### 文書の一節

"Wavelet Denoised-ResNet CNN and LightGBM Method to Predict Forex Rate of Change"を追試する。その１

何かというと、この論文。
https://arxiv.org/pdf/2102.04861.pdf

以下のサーベイ論文で、RSMEが非常に小さいとして取り上げられていた。
Zexin Hu, Yiqi Zhao and Matloob Khushi "A Survey of Forex and Stock Price Prediction Using Deep Learning" (2021)
https://arxiv.org/ftp/arxiv/papers/2103/2103.09750.pdf

It was clear that paper [71], [75] achieved the best performance using DNN model. Papers that had a RMSE smaller than 0.001,

※[71]が今回取り上げている論文。

実際に論文を見ると、尋常じゃない予測精度を出している。

さらに、研究に使ったコードをGithubに公開している。
GitHub - mkhushi/code-with-paper

怪しさ半分、期待半分で試してみることにした。

インストールして、とりあえず動かす

venvが入ってなかったので入れておく。

sudo apt install python3.10-venv

cd ~/git
git clone https://github.com/mkhushi/code-with-paper.git
cd ~/git/code-with-paper/Forex\ Price\ Prediction\ by\ Wavelet\ Denoised-ResNet\ CNN\ and\ LightGBM/
python3 -m venv venv
source venv/bin/activate

WSL上で（venvの仮想python環境になっていることを確認し）

pip install pandas
pip install PyWavelets
pip install matplotlib
wget http://prdownloads.sourceforge.net/ta-lib/ta-lib-0.4.0-src.tar.gz
tar -zxvf ta-lib-0.4.0-src.tar.gz
cd ta-lib
./configure --prefix=/usr
make
sudo make install
pip install TA-Lib

code .

でVS Codeを開く。
VS Codeで
pre_processingフォルダを開く。
DataProcess.pyをコピーしてテスト用のものを作る。
DataProcess_test.py とした。

とりあえずテスト目的なので1000行にしたい。
15行目に以下を挿入
# 1000行で実験
data = data[:1000]

出力ファイル名も変更。
outputpath="./data/1000L_ProcessedUSDJPY-5M-2004.1.1-2020.6.9.csv"
# outputpath="./data/ProcessedUSDJPY-5M-2004.1.1-2020.6.9.csv"

F5で実行。
Dataframeの記法が古いせいかすげえ警告が出るが、ひとまず無視。

dataフォルダに以下のファイルが作成されていることを確認。

######

== 作業内容 ==
A: 次の（i）〜（iii）が上の一節の内容と合うかを「はい」か「いいえ」で答え、判断の決め手となる一節中の語句を引用して添えよ。（i）研究に使われたコードはGithubで公開されている。（ii）テストのためにデータを100行に絞った。（iii）警告が大量に出たので実行を取りやめた。
B: 上の一節の「以下のサーベイ論文で、RSMEが非常に小さいとして取り上げられていた。」から「怪しさ半分、期待半分で試してみることにした。」までを一字も変えずに写して返せ。

### データ部分

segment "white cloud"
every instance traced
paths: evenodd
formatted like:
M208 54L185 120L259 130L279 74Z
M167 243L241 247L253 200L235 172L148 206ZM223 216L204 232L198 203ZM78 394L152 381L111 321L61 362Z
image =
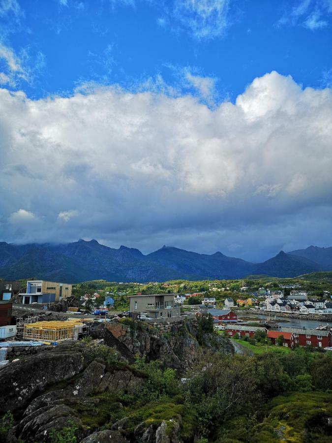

######

== 作業別解答 ==
A:
（i）はい：「研究に使ったコードをGithubに公開している。」
（ii）いいえ：「1000行にしたい。」
（iii）いいえ：「ひとまず無視。」

B:
以下のサーベイ論文で、RSMEが非常に小さいとして取り上げられていた。
Zexin Hu, Yiqi Zhao and Matloob Khushi "A Survey of Forex and Stock Price Prediction Using Deep Learning" (2021)
https://arxiv.org/ftp/arxiv/papers/2103/2103.09750.pdf

It was clear that paper [71], [75] achieved the best performance using DNN model. Papers that had a RMSE smaller than 0.001,

※[71]が今回取り上げている論文。

実際に論文を見ると、尋常じゃない予測精度を出している。

さらに、研究に使ったコードをGithubに公開している。
GitHub - mkhushi/code-with-paper

怪しさ半分、期待半分で試してみることにした。